* Document passage
Language teaching is a difficult process that requires careful work. Educators try to find ways to make this difficult process enjoyable for language learners. As technological developments came into use, language learning became more attractive. 'Text to Speech' (Speech synthesis) technology, one of these technological developments, is basically the process of synthesizing natural sounding speech from any text via special computer programs. These programs can create the most realistic, human-sounding synthetic speech which is available today. This paper explores the possible uses, advantages and disadvantages of this technology taking EFL learners into consideration.

Key words:

Language learning, text-to-speech technology, speech synthesis, listening, and technology in the classroom

Introduction

Language teaching is rather difficult and complicated process that requires careful and diligent work. Educators in the field of language teaching always try hard to find ways to make language learning enjoyable and attractive for the learners. Different activities, games, and interesting stories helped language teachers to achieve this aim through many years and they still do.

Today, we have access to many CALL programs that are currently used and tested in language classrooms for teaching grammar, speaking and other skills. Text-to-speech technology is a common feature of almost any CALL application. 'Text-to-Speech' (Speech Synthesis) technology is the ability of a computer to produce 'spoken words'. Computer speech can be produced either by "splicing" prerecorded words together or, with much more difficulty, by having the computer produce the sounds that make up spoken words (Microsoft Encarta Encyclopedia Deluxe, 2004)

In other words, text-to-speech is the conversion of text to speech through special computer applications, is often referred to as Text To Speech software (TTS). Text-to-speech software is invaluable for blind computer users as it enables them to "read" from the screen. This technology was first introduced as Texas Instruments Speak and Spell handheld electronic learning aid in 1978. Language learners and teachers need to be informed about this technology, its possible uses, advantages and limitations since this technology is new to them.

Language Learning and Technology: A brief review of history

As Warschauer and Meskill (2000) suggest, every type of language teaching uses its own techniques to help learners. With the introduction of Grammar-translation method, the blackboard came into use in language classrooms. Later it was replaced by overhead projector. Following them, computer software was used to provide students with drill-and-practice exercises.

The first use of computers by institutions related to teaching and learning coincided with the introduction of second-generation computers towards the 1950s. Large universities started to use computers for administrative processes and student record keeping. At the same time computers were used for instructional teaching and research. PLATO (Programmed Logic for Automatic Teaching Operations), the very first project related to use of computers in educational research, began in 1960 at the University of Illinois to design a large computer-based system for instruction. The PLATO system included a mainframe machine supporting hundreds of terminals which have high capacity comparing to that age. Many courses in many disciplines were developed, designed and delivered on PLATO systems (Alessi & Trollip, 1985; Warschauer, 1996; Levy, 1997; Culley, 1992). Later, new versions of PLATO came into use with new changes to provide interactive and self-paced instruction.

* Given records

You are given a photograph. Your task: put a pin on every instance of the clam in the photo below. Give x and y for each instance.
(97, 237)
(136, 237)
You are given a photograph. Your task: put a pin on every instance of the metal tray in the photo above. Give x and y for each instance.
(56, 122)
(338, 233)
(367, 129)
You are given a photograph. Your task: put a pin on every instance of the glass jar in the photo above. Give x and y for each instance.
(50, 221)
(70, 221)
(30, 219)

...

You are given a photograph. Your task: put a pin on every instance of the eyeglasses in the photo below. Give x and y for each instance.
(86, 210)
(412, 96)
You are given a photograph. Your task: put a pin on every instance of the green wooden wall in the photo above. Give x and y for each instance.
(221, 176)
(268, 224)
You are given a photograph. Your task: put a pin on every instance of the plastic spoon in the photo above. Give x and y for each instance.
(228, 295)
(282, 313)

* Given request 1
Please rewrite the text-to-speech passage starting with "Language learning, text-to-speech" and going on through "they still do.", putting "thorough" in place of "diligent".
* Given request 2
Continue the text-to-speech passage from its final sentence onward.

* Written answer 1
Language learning, text-to-speech technology, speech synthesis, listening, and technology in the classroom

Introduction

Language teaching is rather difficult and complicated process that requires careful and thorough work. Educators in the field of language teaching always try hard to find ways to make language learning enjoyable and attractive for the learners. Different activities, games, and interesting stories helped language teachers to achieve this aim through many years and they still do.

* Written answer 2
During the 1960s and 1970s, the use of computer-assisted instruction expanded in public schools with the introduction of the next generation of computers and microchips which were cheaper (Bullough & Beatty, 1991). In 1971, another important project, TICCIT (Time-shared, Interactive, Computer Controlled Information Television) was initiated at Brigham Young University (Levy, 1977). The system combined television technology with the computer to deliver instruction to the learners.

During the 1980s, microcomputers started to be adopted by the schools and new developments such as CD-ROM, speech-based software, and interactive videos appeared. Also experiments were done in the integration of the computers into the curriculum. In the 1990s and 2000s, with the introduction of fast, affordable processors, new software, wide-scale and fast access to the Internet made computers available in almost all public and private schools as well as homes for personal and educational use.

Meanwhile, what went unnoticed was the 'text-to-speech' technology basically designed for the visually impaired people. Speech synthesis is the conversion of text to speech through special computer applications, is often referred to as Text To Speech software (TTS). Text-to-speech software is considered invaluable for the blind since it enables them to read from the computer screens. However, it didn't take much attention from language learners and teachers. This might be attributed to the views on this new technology as Higgins (as cited in Ehsani & Knodt, 1998, p.46) states "Because speech technology isn't perfect, it is of no use at all. If it cannot account for the full complexity of human language', why even bother modeling more constrained aspects of language use."

Although what Higgins said cannot be confronted since speech technology is not perfect in terms of the complexity of human language, it is important to note that it has some possible uses in language teaching and learning. We also should take into account that technology improves day by day and it is no doubt that what is good today will be better tomorrow as Ehsani and Knodt (1998) and Sobkowiak (2003) stated that text-to-speech technology will be a common feature of any CALL application and human language technologies will improve the current software of foreign language teaching.
(Please refer to Audio5 for the early TTS sound technology).

'Text to Speech' Computer Applications

Currently, there are three computer applications available to home users who want to benefit from this technology, namely, Natural Voice Reader, ReadPlease Plus 2003 and TextAloud MP3. All these programs are aimed to produce the most realistic human sounding voices. However, Garrett (1998, p. 81) states "This technology isn't at a stage where it can reliably render a target language accent authentic enough for language use." Before dealing with the performance issue, the first question to be answered is what these applications can do.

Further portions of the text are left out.